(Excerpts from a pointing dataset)
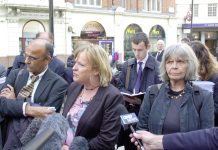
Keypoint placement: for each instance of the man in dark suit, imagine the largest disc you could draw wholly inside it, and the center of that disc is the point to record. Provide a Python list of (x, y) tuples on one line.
[(160, 50), (137, 74), (205, 139), (19, 61), (48, 90), (9, 108), (56, 65)]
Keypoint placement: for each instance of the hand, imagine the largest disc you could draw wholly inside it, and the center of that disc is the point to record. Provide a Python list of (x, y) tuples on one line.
[(132, 100), (8, 92), (65, 147), (150, 141), (39, 111)]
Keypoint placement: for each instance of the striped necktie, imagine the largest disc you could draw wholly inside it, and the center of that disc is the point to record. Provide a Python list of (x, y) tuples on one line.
[(27, 90), (138, 80)]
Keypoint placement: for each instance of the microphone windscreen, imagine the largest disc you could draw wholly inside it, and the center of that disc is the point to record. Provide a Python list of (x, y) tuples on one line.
[(121, 109), (60, 125), (79, 143), (31, 131), (39, 140)]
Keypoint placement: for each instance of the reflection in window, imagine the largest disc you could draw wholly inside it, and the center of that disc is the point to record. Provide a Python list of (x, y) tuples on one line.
[(152, 5), (123, 4), (195, 10), (88, 2), (212, 9), (129, 32)]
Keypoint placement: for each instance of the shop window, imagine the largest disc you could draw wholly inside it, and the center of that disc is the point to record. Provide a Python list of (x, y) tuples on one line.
[(88, 2), (152, 5), (128, 34), (212, 9), (195, 12)]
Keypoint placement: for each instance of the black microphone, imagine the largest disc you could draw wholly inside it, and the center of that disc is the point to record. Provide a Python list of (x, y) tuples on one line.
[(128, 120), (39, 140), (79, 143), (31, 131), (59, 124)]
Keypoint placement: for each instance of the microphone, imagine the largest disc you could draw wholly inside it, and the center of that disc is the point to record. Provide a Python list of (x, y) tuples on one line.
[(31, 131), (79, 143), (39, 140), (56, 138), (128, 120)]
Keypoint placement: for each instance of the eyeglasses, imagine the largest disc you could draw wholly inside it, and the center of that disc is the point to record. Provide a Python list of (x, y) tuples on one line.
[(30, 58), (178, 62)]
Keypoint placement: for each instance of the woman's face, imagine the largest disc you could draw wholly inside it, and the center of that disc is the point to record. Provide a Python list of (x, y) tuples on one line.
[(82, 70), (176, 68)]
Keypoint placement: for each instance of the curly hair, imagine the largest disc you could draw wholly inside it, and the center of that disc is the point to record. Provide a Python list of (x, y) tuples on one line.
[(208, 64)]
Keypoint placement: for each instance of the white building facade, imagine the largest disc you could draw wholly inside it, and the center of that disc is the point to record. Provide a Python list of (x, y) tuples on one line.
[(20, 20), (204, 23)]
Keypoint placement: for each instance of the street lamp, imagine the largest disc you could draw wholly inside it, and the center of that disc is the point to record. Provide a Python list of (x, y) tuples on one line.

WRITTEN REQUEST:
Can you reproduce every row above verbatim, leaving the pictures out?

RESULT FOR THIS EXERCISE:
Keypoint placement: for each instance of the man in dark suit, imagine the largest disc you could draw wholly inside it, and the center of that disc is the point to record. Provide a Python list of (x, y) tuples on one line.
[(160, 50), (137, 74), (205, 139), (19, 61), (48, 90), (9, 108), (56, 65)]
Keypoint placement: for each instance of the hand, imagine the largest disc you could draw wholly inside it, and the center of that disc is the point to record. Provide a Python list of (x, y) tuples on one line.
[(132, 100), (8, 92), (65, 147), (150, 141), (39, 111)]
Keypoint placement: for each instance of the striped necktie, imagine the largest disc you could draw wholly inside it, and the center of that disc is the point to record. Provide a Python list of (x, y) tuples on one line.
[(27, 90), (138, 80)]
Keypoint placement: for each instance of the microphone windscreen, imagine the largest disc you could draw wholly inside it, and the center of that disc is the point to record. Provide a Python list of (x, y) tuples on one line.
[(121, 109), (60, 125), (79, 143), (31, 131), (39, 140)]
Keypoint placement: for each instance of the reflection in window, imagine the largest disc you could draw wholly inside it, and the center of that disc is the point to record. Provide a Python list of (x, y) tuples on one line.
[(152, 5), (123, 4), (195, 10), (88, 2), (212, 9), (129, 32)]
Keypoint placement: for each instance of the shop window, imagine the largest disc you could draw wholly inside it, and the center of that disc is the point to record. Provide a Python list of (x, y) tuples on one line.
[(88, 2), (152, 5), (128, 34), (212, 9), (195, 12)]
Keypoint placement: for each instance of the black microphone, imagine the largest disc you could draw wholly inside it, and the center of that disc is the point to record. Provide a Python list of (x, y) tuples on one line.
[(128, 120), (39, 140), (79, 143), (31, 131), (59, 124)]
Keypoint placement: for each instance of the microphone, imagine the largest disc you could draw wholly inside it, and the center of that disc is the point to record. Provide a Python list of (x, y) tuples on one line.
[(31, 131), (79, 143), (39, 140), (56, 138), (128, 120)]
Keypoint placement: for each instance of the eyeglasses, imagine the largest disc you could draw wholly inside it, and the center of that disc is the point to record. Provide a Python list of (x, y) tuples on one line.
[(30, 58), (178, 62)]
Keypoint placement: for each instance of the woman's face, imagine the largest disc you could draw wholly inside it, and the center of that disc is the point to record. Provide a Python list of (x, y) tuples on one line.
[(82, 70), (176, 68)]
Keypoint placement: for each instance of the curly hair, imagine the largest disc you could draw wholly inside it, and the center of that disc is the point to record. Provide a Python list of (x, y) tuples on one line.
[(208, 64)]
Keypoint placement: for each instance of the white building facade, imagine the largest disc you could draw wholly inside it, and the center of that disc is the point to record. Provide a Python list of (x, y) tuples on one line.
[(20, 20), (204, 23)]
Keypoint placement: for each instance of the street lamp, imagine the largest disc you could draw wholly inside it, and the center of that disc is the point to record. Provide a Python list of (x, y) tuples on one line.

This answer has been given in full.